Problem requirements => Word for word, repeat each of the records below.

Collected data
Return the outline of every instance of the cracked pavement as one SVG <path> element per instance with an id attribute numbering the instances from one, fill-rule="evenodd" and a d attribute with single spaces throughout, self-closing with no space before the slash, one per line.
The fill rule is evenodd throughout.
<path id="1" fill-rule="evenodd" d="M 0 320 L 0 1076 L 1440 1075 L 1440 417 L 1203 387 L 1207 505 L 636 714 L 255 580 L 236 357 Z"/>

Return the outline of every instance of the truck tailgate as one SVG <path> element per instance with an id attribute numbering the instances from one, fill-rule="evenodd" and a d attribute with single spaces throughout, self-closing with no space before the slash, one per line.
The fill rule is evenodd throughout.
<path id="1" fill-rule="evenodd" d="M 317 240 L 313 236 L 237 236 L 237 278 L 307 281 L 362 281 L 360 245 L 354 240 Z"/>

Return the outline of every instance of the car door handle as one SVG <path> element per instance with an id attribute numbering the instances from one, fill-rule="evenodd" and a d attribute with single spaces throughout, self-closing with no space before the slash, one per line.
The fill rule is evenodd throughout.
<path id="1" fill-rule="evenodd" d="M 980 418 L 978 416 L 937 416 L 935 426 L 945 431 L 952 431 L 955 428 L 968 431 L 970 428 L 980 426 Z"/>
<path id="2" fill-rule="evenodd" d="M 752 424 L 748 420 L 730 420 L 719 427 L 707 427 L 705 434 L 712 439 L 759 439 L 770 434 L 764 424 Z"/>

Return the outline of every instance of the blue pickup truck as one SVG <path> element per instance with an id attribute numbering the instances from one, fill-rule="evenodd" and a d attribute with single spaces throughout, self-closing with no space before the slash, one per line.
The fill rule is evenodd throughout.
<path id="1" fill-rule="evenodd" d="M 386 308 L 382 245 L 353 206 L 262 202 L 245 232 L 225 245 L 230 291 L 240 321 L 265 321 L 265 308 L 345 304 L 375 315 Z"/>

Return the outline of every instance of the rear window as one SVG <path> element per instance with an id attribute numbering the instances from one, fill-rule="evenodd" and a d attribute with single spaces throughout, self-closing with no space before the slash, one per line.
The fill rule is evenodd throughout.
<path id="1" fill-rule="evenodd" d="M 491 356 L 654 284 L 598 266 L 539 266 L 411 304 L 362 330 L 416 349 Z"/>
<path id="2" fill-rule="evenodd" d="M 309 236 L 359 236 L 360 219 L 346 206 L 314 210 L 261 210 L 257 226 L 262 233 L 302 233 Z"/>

Exercise result =>
Return the outline of every instance of the cracked pavement as one SVG <path> element per instance with an id attribute numbering the instances from one, fill-rule="evenodd" and a d attribute with single spaces throughout, self-closing with no space before the slash, one per line.
The fill rule is evenodd throughout.
<path id="1" fill-rule="evenodd" d="M 0 320 L 0 1076 L 1440 1075 L 1440 417 L 1203 387 L 1207 505 L 636 714 L 255 580 L 236 357 Z"/>

Return the outline of every instance of the truck tailgate as one SVG <path> element per instance with an id attribute numbering the instances from one, fill-rule="evenodd" and a d attribute with single spaces throughout, self-closing with no space before the slash, one per line.
The fill rule is evenodd throughout.
<path id="1" fill-rule="evenodd" d="M 317 240 L 313 236 L 237 236 L 237 278 L 307 281 L 362 281 L 360 245 L 354 240 Z"/>

Return the outline of every instance of the car door handle as one SVG <path> element per instance with an id attribute numbering the instances from one, fill-rule="evenodd" and a d attribute with single spaces throughout, self-closing with no space before the slash, one per line.
The fill rule is evenodd throughout.
<path id="1" fill-rule="evenodd" d="M 980 418 L 978 416 L 937 416 L 935 426 L 945 431 L 952 431 L 955 428 L 968 431 L 970 428 L 980 426 Z"/>
<path id="2" fill-rule="evenodd" d="M 752 424 L 748 420 L 730 420 L 719 427 L 707 427 L 705 434 L 712 439 L 759 439 L 770 434 L 764 424 Z"/>

Return the outline of every instance of the blue pickup truck as one SVG <path> element per instance with an id attribute numbering the instances from one, fill-rule="evenodd" and a d attribute with single spaces throughout, self-closing with no space before the slash, one per line.
The fill rule is evenodd throughout.
<path id="1" fill-rule="evenodd" d="M 386 308 L 382 245 L 353 206 L 262 202 L 245 232 L 225 245 L 230 291 L 240 321 L 265 321 L 265 308 L 345 304 L 375 315 Z"/>

Return the outline of every instance of the rear window as one SVG <path> element per instance with an id attribute numbering the instances from one, fill-rule="evenodd" and a d attribute with single spaces throughout, self-closing with no space before the slash, one per line.
The fill rule is evenodd throughout.
<path id="1" fill-rule="evenodd" d="M 491 356 L 654 284 L 598 266 L 539 266 L 411 304 L 362 330 L 416 349 Z"/>
<path id="2" fill-rule="evenodd" d="M 309 236 L 359 236 L 360 219 L 346 206 L 314 210 L 261 210 L 257 226 L 262 233 L 302 233 Z"/>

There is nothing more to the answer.